[Assignment]
When you reach the line containing "column 682, row 178" in the data below, begin returning lines exactly as written, and stop once the line containing "column 476, row 72" has been returned.

*** Opening Listed records ***

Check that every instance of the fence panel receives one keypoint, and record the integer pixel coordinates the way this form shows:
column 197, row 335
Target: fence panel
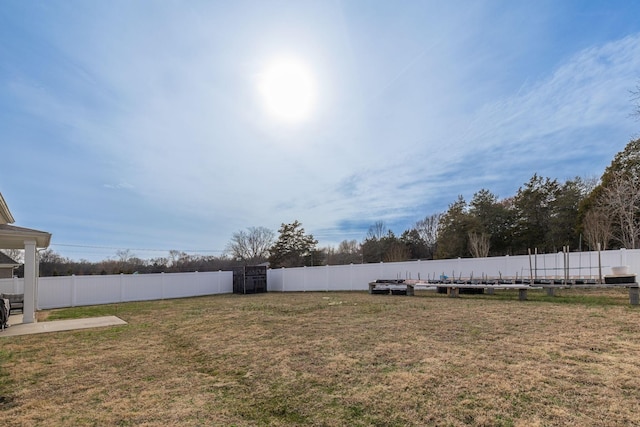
column 54, row 292
column 12, row 286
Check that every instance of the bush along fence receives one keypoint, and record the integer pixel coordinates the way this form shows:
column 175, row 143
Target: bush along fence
column 70, row 291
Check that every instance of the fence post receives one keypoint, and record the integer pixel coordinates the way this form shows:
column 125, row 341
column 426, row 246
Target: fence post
column 121, row 287
column 73, row 290
column 351, row 276
column 327, row 277
column 162, row 285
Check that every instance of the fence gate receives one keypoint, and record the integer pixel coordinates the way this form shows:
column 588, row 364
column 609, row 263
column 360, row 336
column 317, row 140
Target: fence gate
column 250, row 279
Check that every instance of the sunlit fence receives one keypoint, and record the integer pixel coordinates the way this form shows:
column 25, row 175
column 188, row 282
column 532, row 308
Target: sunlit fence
column 70, row 291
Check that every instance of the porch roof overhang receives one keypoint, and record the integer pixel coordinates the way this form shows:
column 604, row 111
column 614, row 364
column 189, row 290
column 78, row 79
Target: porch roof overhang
column 12, row 237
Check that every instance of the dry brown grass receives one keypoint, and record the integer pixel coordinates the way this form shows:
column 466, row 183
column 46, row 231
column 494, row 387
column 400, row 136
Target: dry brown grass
column 334, row 359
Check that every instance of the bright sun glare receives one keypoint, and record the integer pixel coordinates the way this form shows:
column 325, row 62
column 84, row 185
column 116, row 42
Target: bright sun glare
column 288, row 89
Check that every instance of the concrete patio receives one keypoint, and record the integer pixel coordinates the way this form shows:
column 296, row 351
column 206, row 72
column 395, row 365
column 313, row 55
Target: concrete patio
column 16, row 327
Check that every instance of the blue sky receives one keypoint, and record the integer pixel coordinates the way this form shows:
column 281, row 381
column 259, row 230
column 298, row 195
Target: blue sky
column 142, row 125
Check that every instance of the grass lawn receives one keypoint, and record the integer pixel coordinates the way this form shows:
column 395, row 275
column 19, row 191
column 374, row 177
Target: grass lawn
column 334, row 359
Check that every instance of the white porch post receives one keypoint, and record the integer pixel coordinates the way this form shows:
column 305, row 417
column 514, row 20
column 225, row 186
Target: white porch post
column 29, row 282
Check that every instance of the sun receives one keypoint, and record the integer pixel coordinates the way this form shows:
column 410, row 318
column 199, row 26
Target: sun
column 288, row 90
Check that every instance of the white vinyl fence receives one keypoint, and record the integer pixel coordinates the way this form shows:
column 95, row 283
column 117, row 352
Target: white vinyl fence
column 70, row 291
column 358, row 276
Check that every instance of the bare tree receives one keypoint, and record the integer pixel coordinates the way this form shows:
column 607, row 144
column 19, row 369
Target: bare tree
column 621, row 202
column 377, row 231
column 427, row 229
column 252, row 245
column 479, row 244
column 635, row 98
column 597, row 228
column 15, row 254
column 396, row 252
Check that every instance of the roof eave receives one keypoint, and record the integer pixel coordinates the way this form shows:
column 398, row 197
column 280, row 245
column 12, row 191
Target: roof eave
column 5, row 213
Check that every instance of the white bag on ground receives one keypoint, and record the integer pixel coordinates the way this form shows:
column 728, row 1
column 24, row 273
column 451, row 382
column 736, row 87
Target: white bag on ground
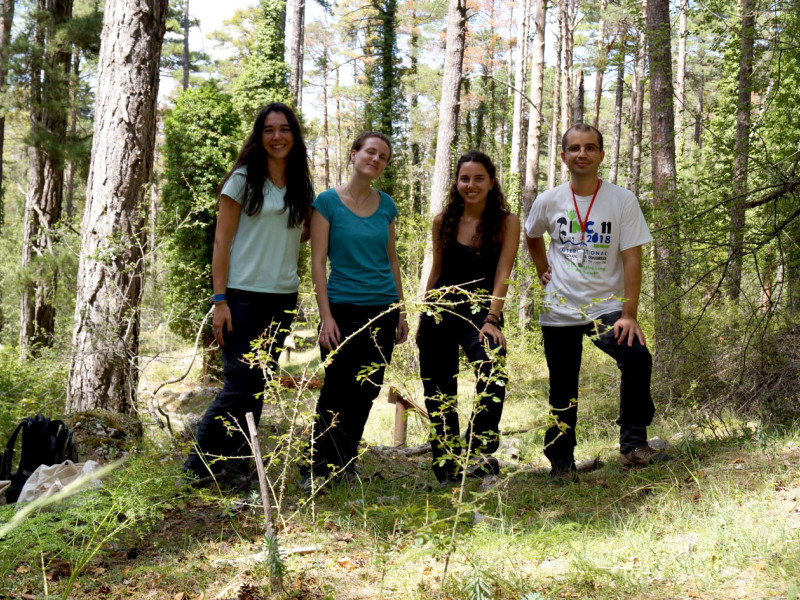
column 46, row 481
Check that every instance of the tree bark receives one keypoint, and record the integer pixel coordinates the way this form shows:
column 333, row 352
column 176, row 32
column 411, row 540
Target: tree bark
column 520, row 81
column 553, row 153
column 618, row 101
column 296, row 73
column 105, row 339
column 448, row 116
column 680, row 78
column 6, row 20
column 737, row 208
column 49, row 107
column 531, row 188
column 602, row 60
column 665, row 209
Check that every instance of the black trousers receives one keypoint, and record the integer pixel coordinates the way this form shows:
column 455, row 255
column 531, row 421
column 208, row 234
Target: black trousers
column 253, row 315
column 353, row 380
column 563, row 347
column 438, row 366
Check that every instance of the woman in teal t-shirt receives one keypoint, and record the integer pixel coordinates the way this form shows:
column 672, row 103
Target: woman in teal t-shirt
column 353, row 226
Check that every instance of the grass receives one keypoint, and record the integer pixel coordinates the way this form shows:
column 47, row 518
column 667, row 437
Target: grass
column 720, row 521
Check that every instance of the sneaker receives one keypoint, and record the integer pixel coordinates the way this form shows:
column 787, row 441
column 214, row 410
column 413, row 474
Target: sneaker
column 641, row 457
column 312, row 483
column 563, row 473
column 486, row 465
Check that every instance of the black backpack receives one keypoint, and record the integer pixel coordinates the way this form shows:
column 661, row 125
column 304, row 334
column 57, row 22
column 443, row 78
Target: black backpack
column 44, row 442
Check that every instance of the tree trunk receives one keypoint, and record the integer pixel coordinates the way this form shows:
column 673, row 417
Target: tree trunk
column 553, row 150
column 105, row 339
column 69, row 171
column 535, row 120
column 49, row 106
column 680, row 79
column 296, row 66
column 618, row 101
column 737, row 208
column 566, row 75
column 186, row 44
column 6, row 20
column 602, row 60
column 580, row 93
column 520, row 80
column 638, row 117
column 448, row 117
column 667, row 245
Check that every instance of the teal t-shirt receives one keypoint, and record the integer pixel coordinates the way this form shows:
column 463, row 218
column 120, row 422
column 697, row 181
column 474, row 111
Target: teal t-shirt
column 357, row 250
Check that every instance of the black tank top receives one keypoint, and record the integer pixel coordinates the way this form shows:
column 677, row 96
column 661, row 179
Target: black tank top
column 462, row 266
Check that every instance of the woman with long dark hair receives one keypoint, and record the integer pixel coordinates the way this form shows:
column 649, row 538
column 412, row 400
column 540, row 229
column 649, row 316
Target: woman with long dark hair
column 353, row 225
column 264, row 206
column 475, row 241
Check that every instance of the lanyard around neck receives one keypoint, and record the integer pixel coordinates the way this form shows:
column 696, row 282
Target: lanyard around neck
column 578, row 213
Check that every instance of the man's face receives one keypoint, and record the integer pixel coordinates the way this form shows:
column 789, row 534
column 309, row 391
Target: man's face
column 583, row 155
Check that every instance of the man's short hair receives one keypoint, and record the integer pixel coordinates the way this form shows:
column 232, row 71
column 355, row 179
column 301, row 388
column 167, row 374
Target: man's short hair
column 581, row 127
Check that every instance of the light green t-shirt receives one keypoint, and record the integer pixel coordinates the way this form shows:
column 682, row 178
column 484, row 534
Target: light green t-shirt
column 265, row 250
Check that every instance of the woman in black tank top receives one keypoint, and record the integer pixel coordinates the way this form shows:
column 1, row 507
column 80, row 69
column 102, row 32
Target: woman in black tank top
column 475, row 241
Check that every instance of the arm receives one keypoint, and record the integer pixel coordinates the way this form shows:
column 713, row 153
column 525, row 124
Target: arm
column 505, row 263
column 626, row 327
column 539, row 256
column 320, row 233
column 227, row 222
column 402, row 325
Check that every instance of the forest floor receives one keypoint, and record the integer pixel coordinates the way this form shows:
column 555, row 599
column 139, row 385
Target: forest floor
column 721, row 520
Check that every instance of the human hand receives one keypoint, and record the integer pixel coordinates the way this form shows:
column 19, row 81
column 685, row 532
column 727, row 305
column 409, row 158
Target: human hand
column 625, row 329
column 329, row 335
column 492, row 331
column 221, row 321
column 402, row 329
column 545, row 277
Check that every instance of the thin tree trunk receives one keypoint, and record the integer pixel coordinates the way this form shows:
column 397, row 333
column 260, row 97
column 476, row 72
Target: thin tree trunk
column 566, row 75
column 667, row 245
column 69, row 171
column 6, row 20
column 531, row 188
column 737, row 209
column 105, row 339
column 553, row 153
column 448, row 116
column 298, row 32
column 520, row 81
column 43, row 204
column 580, row 94
column 186, row 63
column 602, row 60
column 618, row 101
column 680, row 79
column 638, row 118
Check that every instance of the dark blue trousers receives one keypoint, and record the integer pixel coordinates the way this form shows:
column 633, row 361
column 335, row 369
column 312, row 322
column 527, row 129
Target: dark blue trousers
column 438, row 366
column 254, row 316
column 563, row 348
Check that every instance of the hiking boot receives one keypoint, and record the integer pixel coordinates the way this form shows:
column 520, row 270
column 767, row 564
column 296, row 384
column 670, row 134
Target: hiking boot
column 312, row 483
column 563, row 474
column 641, row 457
column 486, row 465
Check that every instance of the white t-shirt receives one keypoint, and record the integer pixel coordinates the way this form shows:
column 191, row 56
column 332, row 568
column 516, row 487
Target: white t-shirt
column 265, row 250
column 582, row 290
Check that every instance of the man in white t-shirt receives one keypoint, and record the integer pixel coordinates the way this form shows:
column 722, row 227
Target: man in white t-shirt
column 592, row 275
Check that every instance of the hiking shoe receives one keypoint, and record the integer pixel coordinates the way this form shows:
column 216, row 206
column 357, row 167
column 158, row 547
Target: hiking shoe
column 563, row 474
column 641, row 457
column 486, row 465
column 312, row 483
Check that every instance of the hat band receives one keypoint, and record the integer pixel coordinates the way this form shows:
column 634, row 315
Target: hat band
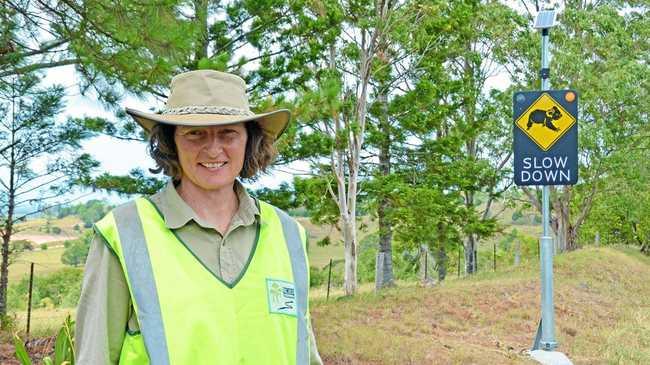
column 207, row 109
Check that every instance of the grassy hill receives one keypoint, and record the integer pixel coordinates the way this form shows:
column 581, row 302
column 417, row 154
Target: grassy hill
column 602, row 299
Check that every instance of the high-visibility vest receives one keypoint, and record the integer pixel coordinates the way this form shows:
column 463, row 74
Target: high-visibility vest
column 189, row 316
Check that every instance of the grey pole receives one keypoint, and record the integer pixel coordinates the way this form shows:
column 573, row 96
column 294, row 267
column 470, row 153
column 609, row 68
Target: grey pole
column 548, row 341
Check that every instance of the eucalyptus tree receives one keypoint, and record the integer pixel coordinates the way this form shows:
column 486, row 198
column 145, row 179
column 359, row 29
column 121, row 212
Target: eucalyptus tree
column 600, row 49
column 40, row 159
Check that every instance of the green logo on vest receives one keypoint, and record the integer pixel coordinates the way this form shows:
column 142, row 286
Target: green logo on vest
column 282, row 297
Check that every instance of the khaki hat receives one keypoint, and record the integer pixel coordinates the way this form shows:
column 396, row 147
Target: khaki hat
column 205, row 98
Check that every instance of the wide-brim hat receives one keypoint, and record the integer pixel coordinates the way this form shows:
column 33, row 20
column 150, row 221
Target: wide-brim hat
column 207, row 98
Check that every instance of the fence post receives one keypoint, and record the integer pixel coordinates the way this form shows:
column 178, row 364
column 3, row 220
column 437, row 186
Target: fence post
column 329, row 279
column 458, row 261
column 29, row 300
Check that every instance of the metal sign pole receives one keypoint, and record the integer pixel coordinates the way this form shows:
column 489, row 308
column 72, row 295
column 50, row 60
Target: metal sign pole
column 546, row 241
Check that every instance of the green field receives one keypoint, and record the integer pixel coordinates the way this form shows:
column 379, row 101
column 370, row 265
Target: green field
column 602, row 316
column 602, row 305
column 45, row 262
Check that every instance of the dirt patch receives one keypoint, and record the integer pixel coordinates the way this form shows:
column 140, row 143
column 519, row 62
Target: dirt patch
column 38, row 349
column 42, row 238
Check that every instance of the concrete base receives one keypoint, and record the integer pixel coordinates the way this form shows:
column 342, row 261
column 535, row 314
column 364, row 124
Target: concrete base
column 550, row 357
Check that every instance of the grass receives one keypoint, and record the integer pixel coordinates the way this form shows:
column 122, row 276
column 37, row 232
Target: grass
column 34, row 226
column 602, row 316
column 46, row 261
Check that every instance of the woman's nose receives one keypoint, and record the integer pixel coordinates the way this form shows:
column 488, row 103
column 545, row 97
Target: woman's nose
column 214, row 146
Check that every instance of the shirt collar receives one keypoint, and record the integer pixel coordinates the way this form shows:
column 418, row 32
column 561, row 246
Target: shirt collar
column 177, row 213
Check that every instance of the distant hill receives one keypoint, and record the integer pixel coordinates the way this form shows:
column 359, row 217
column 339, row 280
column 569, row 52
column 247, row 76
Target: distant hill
column 602, row 301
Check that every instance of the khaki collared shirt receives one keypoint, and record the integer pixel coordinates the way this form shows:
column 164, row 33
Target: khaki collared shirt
column 105, row 308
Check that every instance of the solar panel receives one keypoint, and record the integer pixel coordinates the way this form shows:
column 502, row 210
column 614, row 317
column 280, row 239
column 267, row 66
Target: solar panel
column 545, row 19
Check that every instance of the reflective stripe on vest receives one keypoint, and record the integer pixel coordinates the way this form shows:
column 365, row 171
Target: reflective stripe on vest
column 222, row 323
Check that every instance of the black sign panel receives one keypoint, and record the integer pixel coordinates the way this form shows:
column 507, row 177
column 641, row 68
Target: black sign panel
column 545, row 139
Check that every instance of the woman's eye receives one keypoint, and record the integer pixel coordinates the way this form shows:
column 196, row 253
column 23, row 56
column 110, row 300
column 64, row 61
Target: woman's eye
column 194, row 134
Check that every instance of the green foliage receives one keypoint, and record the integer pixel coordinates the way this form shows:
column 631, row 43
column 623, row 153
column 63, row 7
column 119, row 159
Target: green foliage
column 89, row 212
column 63, row 347
column 283, row 197
column 313, row 194
column 76, row 251
column 59, row 289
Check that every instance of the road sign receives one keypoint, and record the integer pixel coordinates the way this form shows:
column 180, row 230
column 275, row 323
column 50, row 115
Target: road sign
column 545, row 137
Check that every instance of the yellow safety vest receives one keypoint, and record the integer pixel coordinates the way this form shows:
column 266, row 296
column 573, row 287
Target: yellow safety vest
column 188, row 316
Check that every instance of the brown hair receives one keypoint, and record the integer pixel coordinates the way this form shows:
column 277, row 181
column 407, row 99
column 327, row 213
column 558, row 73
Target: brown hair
column 259, row 154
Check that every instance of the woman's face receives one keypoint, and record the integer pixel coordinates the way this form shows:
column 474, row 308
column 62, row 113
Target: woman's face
column 212, row 157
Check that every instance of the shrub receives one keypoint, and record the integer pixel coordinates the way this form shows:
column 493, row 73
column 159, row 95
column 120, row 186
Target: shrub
column 76, row 251
column 59, row 289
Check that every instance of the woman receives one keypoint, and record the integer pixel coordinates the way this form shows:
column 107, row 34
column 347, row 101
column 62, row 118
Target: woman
column 200, row 272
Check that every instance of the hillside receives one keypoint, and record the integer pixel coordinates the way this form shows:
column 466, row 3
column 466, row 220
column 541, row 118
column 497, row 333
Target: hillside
column 602, row 300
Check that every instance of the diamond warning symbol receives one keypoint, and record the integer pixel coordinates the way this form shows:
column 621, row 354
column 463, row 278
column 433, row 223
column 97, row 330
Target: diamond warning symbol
column 545, row 121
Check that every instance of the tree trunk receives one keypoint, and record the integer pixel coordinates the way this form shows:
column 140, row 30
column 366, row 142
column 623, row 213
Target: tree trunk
column 517, row 252
column 384, row 272
column 350, row 244
column 201, row 14
column 470, row 254
column 7, row 231
column 425, row 263
column 441, row 262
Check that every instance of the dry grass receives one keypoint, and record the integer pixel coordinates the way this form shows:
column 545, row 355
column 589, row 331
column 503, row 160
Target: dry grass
column 602, row 309
column 46, row 262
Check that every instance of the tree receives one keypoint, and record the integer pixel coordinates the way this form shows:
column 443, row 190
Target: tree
column 333, row 110
column 39, row 156
column 613, row 76
column 76, row 251
column 621, row 215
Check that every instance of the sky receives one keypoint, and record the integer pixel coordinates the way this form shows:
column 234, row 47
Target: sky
column 119, row 157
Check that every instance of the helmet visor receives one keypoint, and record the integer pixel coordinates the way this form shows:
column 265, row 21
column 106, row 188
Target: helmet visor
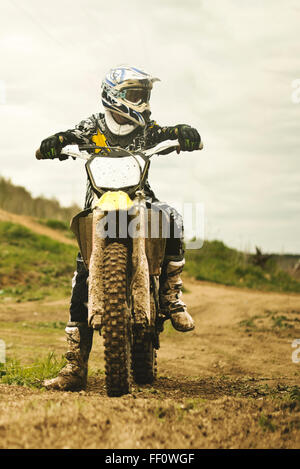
column 136, row 95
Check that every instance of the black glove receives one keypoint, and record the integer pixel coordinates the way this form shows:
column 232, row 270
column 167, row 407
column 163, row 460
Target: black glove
column 52, row 146
column 188, row 137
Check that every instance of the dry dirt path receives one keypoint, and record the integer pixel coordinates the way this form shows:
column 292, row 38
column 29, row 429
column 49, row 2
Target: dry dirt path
column 231, row 383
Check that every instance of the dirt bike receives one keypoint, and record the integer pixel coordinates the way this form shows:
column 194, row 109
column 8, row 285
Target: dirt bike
column 124, row 262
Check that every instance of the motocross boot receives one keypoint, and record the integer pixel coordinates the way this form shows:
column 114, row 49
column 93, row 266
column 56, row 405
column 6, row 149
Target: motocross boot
column 73, row 377
column 170, row 293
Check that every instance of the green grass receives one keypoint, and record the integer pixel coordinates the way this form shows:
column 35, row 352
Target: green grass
column 215, row 262
column 14, row 373
column 62, row 226
column 33, row 266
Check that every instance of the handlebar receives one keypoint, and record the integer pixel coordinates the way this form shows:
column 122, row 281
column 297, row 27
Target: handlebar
column 81, row 151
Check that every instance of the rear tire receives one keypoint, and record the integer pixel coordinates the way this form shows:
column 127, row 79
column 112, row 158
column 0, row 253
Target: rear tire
column 116, row 321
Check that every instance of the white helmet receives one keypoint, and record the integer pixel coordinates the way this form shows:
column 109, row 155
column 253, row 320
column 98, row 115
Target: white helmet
column 126, row 90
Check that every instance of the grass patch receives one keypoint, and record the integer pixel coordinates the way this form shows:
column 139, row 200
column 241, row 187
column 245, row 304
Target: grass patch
column 32, row 266
column 266, row 424
column 59, row 225
column 14, row 373
column 218, row 263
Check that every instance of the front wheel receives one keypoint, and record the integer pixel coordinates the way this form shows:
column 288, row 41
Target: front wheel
column 116, row 321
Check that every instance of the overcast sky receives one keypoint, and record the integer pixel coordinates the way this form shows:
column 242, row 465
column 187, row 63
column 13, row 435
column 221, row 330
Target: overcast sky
column 227, row 67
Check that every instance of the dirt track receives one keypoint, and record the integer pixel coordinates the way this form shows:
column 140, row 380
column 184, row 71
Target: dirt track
column 228, row 384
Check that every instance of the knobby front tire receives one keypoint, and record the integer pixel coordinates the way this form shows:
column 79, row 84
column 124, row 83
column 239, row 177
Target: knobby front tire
column 116, row 321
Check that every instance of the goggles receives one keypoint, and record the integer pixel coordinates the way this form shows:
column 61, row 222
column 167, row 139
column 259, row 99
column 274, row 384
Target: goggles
column 135, row 95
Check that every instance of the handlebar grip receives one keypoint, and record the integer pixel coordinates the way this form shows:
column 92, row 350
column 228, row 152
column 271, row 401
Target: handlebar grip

*** Closing Listed records ***

[Result for this task]
column 682, row 178
column 484, row 534
Target: light green t-shirt
column 265, row 250
Check that every instance of the woman in black tank top receives one keypoint, and record the integer pixel coordinates the way this form shows:
column 1, row 507
column 80, row 69
column 102, row 32
Target: woman in black tank top
column 475, row 241
Check that every instance of the arm receives one keypoint, and record the integer pixel coordinates the way this form shows:
column 713, row 153
column 525, row 124
Target: arm
column 505, row 263
column 626, row 327
column 539, row 256
column 320, row 233
column 227, row 222
column 402, row 325
Check that every instance of the forest floor receives one keypoint, and record the integer pixel coordinates the way this form shows:
column 555, row 599
column 139, row 385
Target: forest floor
column 721, row 520
Check that every instance of the human hand receives one keypoint, and record the integer pixel coordinates the way this form shows:
column 19, row 81
column 685, row 532
column 727, row 305
column 409, row 158
Target: human hand
column 625, row 329
column 329, row 335
column 492, row 331
column 221, row 321
column 402, row 329
column 545, row 277
Check that every instance of the thin tree trunk receives one keypoint, and record the integer pixel coordinates the way this form shows:
column 397, row 333
column 260, row 97
column 476, row 72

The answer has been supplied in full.